---------- Input records
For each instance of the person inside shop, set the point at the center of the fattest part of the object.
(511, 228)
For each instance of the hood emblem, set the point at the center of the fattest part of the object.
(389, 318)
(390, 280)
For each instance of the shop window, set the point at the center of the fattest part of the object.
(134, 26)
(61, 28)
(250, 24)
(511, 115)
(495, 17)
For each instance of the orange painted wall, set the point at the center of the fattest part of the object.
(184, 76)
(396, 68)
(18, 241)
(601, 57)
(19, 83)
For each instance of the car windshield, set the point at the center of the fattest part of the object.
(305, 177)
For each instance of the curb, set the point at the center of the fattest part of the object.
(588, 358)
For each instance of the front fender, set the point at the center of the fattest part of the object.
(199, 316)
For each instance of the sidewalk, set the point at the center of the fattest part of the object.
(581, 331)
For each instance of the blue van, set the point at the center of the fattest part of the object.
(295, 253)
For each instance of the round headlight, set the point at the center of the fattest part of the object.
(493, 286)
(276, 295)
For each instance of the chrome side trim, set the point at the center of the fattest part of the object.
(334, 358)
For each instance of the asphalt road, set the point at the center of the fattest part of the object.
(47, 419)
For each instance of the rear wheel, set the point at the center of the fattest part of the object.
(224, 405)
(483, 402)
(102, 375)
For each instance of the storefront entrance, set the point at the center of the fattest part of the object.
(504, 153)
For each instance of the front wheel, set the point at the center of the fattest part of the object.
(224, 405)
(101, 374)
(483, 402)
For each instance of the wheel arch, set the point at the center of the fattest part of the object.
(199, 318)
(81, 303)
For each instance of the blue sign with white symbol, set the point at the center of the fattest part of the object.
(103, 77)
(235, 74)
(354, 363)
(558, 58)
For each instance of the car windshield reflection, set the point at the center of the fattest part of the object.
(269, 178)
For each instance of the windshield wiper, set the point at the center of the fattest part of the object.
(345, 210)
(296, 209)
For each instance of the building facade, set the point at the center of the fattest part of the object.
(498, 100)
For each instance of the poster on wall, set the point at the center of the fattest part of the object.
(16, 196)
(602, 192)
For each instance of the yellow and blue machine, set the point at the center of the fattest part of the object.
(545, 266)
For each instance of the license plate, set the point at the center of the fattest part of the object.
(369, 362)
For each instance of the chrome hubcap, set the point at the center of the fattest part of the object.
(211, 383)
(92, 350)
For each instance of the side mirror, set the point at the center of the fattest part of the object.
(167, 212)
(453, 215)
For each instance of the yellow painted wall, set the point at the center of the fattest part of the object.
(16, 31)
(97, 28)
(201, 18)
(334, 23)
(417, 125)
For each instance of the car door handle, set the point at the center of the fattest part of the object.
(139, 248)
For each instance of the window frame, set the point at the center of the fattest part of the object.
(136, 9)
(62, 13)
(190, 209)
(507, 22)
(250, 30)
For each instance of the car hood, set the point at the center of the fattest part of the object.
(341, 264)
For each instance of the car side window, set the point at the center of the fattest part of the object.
--------------------
- Your task -
Pull out every line of the items above and reproduce each one word for word.

- The completed task -
For each instance of the person inside shop, set the point at the center of the fattest part of the object.
(511, 228)
For each instance of the hood emblem, set the point at the center of the fattest part of the object.
(389, 318)
(390, 280)
For each instance of the shop window, set the point at the center of the fattest part of the object.
(134, 26)
(61, 28)
(250, 24)
(511, 115)
(495, 17)
For each instance of the orange painted wall, set the point at the center of the fattest part of the object.
(184, 76)
(396, 68)
(18, 241)
(601, 57)
(19, 83)
For each instance of the car windshield, set the point at the center of the fattest part of the object.
(305, 177)
For each instance of the curb, set the point at the center of the fattest part of the object.
(588, 358)
For each instance of the front fender, set the point at the center of the fattest part of the object.
(199, 316)
For each instance of the sidewalk, set the point at the center of the fattest part of the object.
(581, 331)
For each instance of the blue van, set the point at the center of the fattest part of the object.
(295, 253)
For each instance of the round headlight, set the point at the center of the fattest part of the object.
(493, 286)
(276, 295)
For each instance of the chrome side trim, set the point at the center of the fattest part of the object.
(334, 358)
For each instance of the asphalt road, set the point at the center of the fattest part of the object.
(47, 419)
For each instance of the rear wheel, set the point at the center of the fattest part of the object.
(224, 405)
(483, 402)
(102, 375)
For each instance of the storefront entrance, set the point at the center of the fattest part of the object.
(504, 153)
For each instance of the front wheel, set the point at the center of the fattest part of the object.
(224, 405)
(101, 374)
(483, 402)
For each instance of the wheel arch, set the point at the center of the fattest part of the object.
(199, 318)
(81, 303)
For each instance of the blue sign with white symbol, set the point at the center of the fattest part of the object.
(103, 77)
(235, 74)
(354, 363)
(558, 58)
For each instance of the car windshield reflection, set the point at the center of the fattest part of the object.
(269, 178)
For each instance of the windshield wiper, set the point at the center of the fattest part of the object.
(345, 210)
(296, 209)
For each instance of the building facade, set the point at the center of the fattest part of the object.
(498, 100)
For each instance of the poster on wall, set the point at the center of the fattest part of the object.
(16, 196)
(602, 192)
For each instance of the yellow and blue machine, set the point at the center of the fattest part of the object.
(545, 266)
For each instance of the license plate, set the point at the center of the fattest part of the object.
(369, 362)
For each instance of the chrome hubcap, set the point at the center of the fattest part of the object.
(211, 383)
(92, 350)
For each instance of the side mirror, set the point at the center of the fattest part of the object.
(167, 212)
(453, 215)
For each instance of the yellow painted wall, set the point at the center of the fattest part of the object.
(16, 31)
(97, 28)
(201, 18)
(334, 23)
(417, 125)
For each instance of the car door handle, set the point at the center of the fattest part of the object.
(139, 248)
For each instance of the window frame, set the point at the center of the fattest part of the object.
(136, 9)
(62, 13)
(190, 209)
(507, 22)
(250, 30)
For each instance of the car hood, set the point at the center of the fattest part of the object.
(341, 264)
For each instance of the car side window, set the point at the center of the fattest part of the object.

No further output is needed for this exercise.